* **TASK INSTRUCTIONS**:
1) Quote the review of Jurassic World Dominion word for word, starting with "In addition to" and going on through "bidding went awry.".
2) According to the review of Jurassic World Dominion, where does much of the movie take place?

In reality, though, Trevorrow has saved his most monstrous amalgamation for last: a bombastic movie that proves the timeless wonder and simmering suspense of 1993’s Jurassic Park have gone extinct in favour of an ungodly blockbuster blend. Although the return of that classic’s stars – Sam Neill, Laura Dern and Jeff Goldblum, gamely giving it their all – offers some welcome nostalgia, there’s only so much they can do to salvage an ill-calculated, algorithmic misfire that clumsily evokes the superior Mission: Impossible, Raiders of the Lost Ark and Don’t Look Up all at once.

Unfortunately, that makes Dominion a fitting capper to the Jurassic World trilogy. Trevorrow, the co-writer of all three films and director of the first and third installments, doubles down on the traits that made 2015’s Jurassic World no more than a guilty pleasure and 2018’s JA Bayona-directed Fallen Kingdom a franchise-worst catastrophe. Remember the militarised raptor brigade? Or the black-market dinosaur auction? Dominion offers more of the same preposterous plotting.

That’s a shame, because Fallen Kingdom at least succeeded in teeing up a potential-laden premise for Dominion, in which dinosaurs have been unleashed on the world, leaving civilisation to confront humanity’s hubris. But beyond painfully expository bookends, which show glimpses of dinosaurs roaming through traffic, galloping across the plains and nesting atop a skyscraper, Dominion has little interest in exploring how these prehistoric creatures imbalance the ecosystem or recalibrate the food chain.

Instead, Trevorrow and co-writer Emily Carmichael deliver an overstuffed spectacle about climate defeatism, big tech overreach, the morality of cloning and, yep, more underground dinosaur trading. And much of the movie unfolds at a dinosaur sanctuary in Italy’s Dolomite Mountains, restoring the status quo and allowing our heroes to once more strive for survival while navigating the dinos’ turf.

Chris Pratt in ‘Jurassic World Dominion’. PHOTO: UNIVERSAL PICTURES/AMBLIN ENTERTAINMENT

In addition to bringing back the Jurassic Park trio, Dominion forges ahead with Jurassic World’s decidedly less charismatic central duo: former velociraptor trainer Owen Grady (Chris Pratt) and park manager-turned-dino rights activist Claire Dearing (Bryce Dallas Howard). The movie picks up four years after Fallen Kingdom, in which the dinosaurs created for the doomed Jurassic Park and its successor, Jurassic World, were saved from a volcanic eruption, shipped to California and set loose on the mainland after the aforementioned dino bidding went awry.

* **DATA EXCERPTS**:
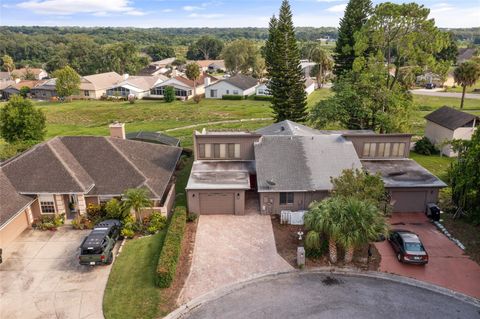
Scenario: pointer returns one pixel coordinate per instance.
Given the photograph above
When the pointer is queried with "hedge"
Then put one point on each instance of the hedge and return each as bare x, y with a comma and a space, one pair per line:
168, 259
232, 97
263, 97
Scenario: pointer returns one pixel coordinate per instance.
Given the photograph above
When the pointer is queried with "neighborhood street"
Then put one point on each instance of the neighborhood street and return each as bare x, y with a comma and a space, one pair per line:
315, 295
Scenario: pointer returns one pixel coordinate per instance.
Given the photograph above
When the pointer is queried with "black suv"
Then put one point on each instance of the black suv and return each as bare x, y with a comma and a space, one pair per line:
97, 248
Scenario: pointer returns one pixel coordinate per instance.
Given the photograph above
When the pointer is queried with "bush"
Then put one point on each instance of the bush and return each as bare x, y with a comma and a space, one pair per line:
263, 97
232, 97
168, 259
425, 147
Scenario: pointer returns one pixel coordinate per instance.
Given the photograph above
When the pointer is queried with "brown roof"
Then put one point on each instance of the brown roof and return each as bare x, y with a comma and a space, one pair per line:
10, 201
101, 81
92, 165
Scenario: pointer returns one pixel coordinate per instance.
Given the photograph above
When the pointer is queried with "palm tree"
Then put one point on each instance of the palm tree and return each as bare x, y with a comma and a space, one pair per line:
466, 74
193, 73
136, 199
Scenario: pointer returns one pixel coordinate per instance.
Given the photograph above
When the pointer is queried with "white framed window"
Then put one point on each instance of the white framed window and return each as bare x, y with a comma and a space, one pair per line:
47, 204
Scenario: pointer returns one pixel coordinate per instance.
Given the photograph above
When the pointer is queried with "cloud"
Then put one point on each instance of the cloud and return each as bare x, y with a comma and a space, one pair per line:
337, 8
69, 7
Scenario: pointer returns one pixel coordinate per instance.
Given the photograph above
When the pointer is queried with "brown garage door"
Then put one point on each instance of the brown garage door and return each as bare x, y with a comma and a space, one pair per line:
14, 228
409, 202
217, 203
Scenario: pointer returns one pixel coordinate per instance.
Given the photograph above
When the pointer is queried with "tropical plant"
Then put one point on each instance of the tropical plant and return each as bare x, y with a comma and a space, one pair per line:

* **RESULTS OF THE TASKS**:
1)
In addition to bringing back the Jurassic Park trio, Dominion forges ahead with Jurassic World’s decidedly less charismatic central duo: former velociraptor trainer Owen Grady (Chris Pratt) and park manager-turned-dino rights activist Claire Dearing (Bryce Dallas Howard). The movie picks up four years after Fallen Kingdom, in which the dinosaurs created for the doomed Jurassic Park and its successor, Jurassic World, were saved from a volcanic eruption, shipped to California and set loose on the mainland after the aforementioned dino bidding went awry.

2) At a dinosaur sanctuary in Italy's Dolomite Mountains.